* [AIM OF THE EXERCISE]: Rewrite the lines below as a JSON list of strings, one string per line, leaving out any blank lines.

* [MATERIAL SHOWN]:
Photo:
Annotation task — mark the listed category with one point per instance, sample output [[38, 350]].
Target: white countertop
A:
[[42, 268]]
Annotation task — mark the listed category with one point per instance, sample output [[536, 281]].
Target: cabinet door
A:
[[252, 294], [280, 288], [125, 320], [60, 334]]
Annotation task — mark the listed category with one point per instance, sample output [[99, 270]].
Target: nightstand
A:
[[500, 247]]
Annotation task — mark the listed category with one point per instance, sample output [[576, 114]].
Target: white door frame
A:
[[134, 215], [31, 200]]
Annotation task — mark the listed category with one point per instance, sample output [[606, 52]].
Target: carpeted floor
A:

* [EXPECTED ANSWER]:
[
  "Photo:",
  "Annotation task — mark the listed category with one point per instance, sample output [[38, 350]].",
  "Target: white countertop",
  "A:",
  "[[42, 268]]",
  "Annotation task — mark the listed category with one point per instance, sample output [[536, 281]].",
  "Target: cabinet door",
  "A:",
  "[[252, 294], [280, 288], [125, 320], [60, 334]]",
  "Annotation task — mark the listed category with one point per instance, sample output [[99, 270]].",
  "Target: nightstand",
  "A:",
  "[[500, 247]]",
  "Annotation task — mark the listed category with one point per instance, sample output [[576, 114]].",
  "Target: white door frame",
  "A:",
  "[[134, 215], [31, 200]]",
  "Annotation task — mark the listed category with one point per instance, sample output [[606, 52]].",
  "Target: carpeted floor",
  "A:"
]